Records:
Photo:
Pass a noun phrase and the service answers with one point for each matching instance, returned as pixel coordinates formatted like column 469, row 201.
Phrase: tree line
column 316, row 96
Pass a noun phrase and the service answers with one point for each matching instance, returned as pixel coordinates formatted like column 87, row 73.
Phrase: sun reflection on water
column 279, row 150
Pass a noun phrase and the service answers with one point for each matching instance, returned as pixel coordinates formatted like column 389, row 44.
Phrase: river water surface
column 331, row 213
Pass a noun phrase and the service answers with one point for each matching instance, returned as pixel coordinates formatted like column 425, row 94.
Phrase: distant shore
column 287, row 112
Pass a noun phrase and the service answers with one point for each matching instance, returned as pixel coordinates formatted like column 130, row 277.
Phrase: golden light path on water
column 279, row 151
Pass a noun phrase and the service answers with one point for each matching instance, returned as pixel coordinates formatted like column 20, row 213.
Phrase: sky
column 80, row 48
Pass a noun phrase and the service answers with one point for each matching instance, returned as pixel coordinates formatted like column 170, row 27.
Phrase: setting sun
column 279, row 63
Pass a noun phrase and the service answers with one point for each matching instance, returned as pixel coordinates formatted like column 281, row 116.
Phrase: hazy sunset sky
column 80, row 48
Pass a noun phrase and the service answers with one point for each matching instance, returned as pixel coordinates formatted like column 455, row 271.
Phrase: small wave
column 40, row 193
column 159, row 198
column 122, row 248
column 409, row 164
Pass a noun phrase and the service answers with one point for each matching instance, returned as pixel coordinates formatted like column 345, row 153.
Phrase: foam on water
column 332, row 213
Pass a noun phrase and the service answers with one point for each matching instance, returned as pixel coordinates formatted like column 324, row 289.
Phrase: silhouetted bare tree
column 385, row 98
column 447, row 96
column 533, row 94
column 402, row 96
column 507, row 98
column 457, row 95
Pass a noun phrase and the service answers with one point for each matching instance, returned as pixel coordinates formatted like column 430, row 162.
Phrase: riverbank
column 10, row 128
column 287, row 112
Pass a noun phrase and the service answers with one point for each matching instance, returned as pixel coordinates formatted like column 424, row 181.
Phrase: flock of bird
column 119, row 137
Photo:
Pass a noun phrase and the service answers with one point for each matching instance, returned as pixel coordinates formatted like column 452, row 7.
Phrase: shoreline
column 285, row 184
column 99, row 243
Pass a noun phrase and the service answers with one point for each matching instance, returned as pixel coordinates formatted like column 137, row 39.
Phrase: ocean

GOAL OF THE EXERCISE:
Arrange the lines of the records above as a numbered list, omitting any blank lines.

SOLVED EXERCISE:
1. Photo:
2. Pass a noun phrase and the service answers with one point for each matching instance, returned as pixel coordinates formatted like column 469, row 201.
3. Phrase: tree line
4. column 316, row 96
5. Pass a noun phrase and the service answers with one point for each matching instance, returned as pixel coordinates formatted like column 87, row 73.
6. Phrase: sun reflection on water
7. column 279, row 150
8. Pass a noun phrase and the service answers with one point for each matching instance, returned as pixel coordinates formatted like column 389, row 44.
9. Phrase: river water surface
10. column 331, row 213
11. Pass a noun phrase and the service answers with one point for each matching instance, returned as pixel coordinates formatted like column 425, row 94.
12. Phrase: distant shore
13. column 287, row 112
14. Pass a noun phrase and the service answers with one point for each matching instance, returned as pixel coordinates formatted like column 130, row 277.
15. Phrase: golden light path on water
16. column 279, row 151
17. Pass a noun phrase and the service answers with one point for each matching instance, returned as pixel coordinates formatted like column 20, row 213.
18. Phrase: sky
19. column 80, row 48
20. Pass a noun phrase and the service answers with one point for each matching instance, returned as pixel coordinates formatted like column 170, row 27.
21. Phrase: setting sun
22. column 279, row 63
23. Pass a noun phrase and the service answers with one point for each matching instance, returned as pixel coordinates formatted like column 281, row 116.
24. Phrase: hazy sunset sky
25. column 80, row 48
26. Pass a noun phrase and the service answers with one point for each matching instance, returned as pixel coordinates formatted like column 455, row 271.
27. Phrase: small wave
28. column 40, row 193
29. column 159, row 198
30. column 122, row 248
31. column 409, row 164
32. Pass a noun phrase and the service answers with one point for each matching instance, returned as pixel coordinates formatted like column 345, row 153.
33. Phrase: foam on water
34. column 332, row 213
35. Pass a noun phrase and the service answers with one point for each matching instance, returned as pixel coordinates formatted like column 324, row 289.
36. Phrase: silhouetted bare tree
37. column 385, row 98
38. column 447, row 96
39. column 533, row 94
40. column 402, row 96
41. column 507, row 98
42. column 457, row 95
43. Pass a noun phrase and the service answers with one point for each matching instance, returned as pixel coordinates formatted like column 430, row 162.
44. Phrase: riverbank
45. column 10, row 128
46. column 287, row 112
47. Pass a noun phrase and the service answers with one point for each matching instance, returned as pixel coordinates formatted like column 424, row 181.
48. Phrase: flock of bird
49. column 119, row 137
50. Photo:
51. Pass a noun phrase and the service answers with one point for each matching instance, returned as pixel coordinates formatted like column 452, row 7.
52. Phrase: shoreline
53. column 285, row 184
54. column 99, row 243
55. Pass a noun phrase and the service answers with one point for each matching instance, returned as pixel coordinates formatted like column 137, row 39.
56. Phrase: ocean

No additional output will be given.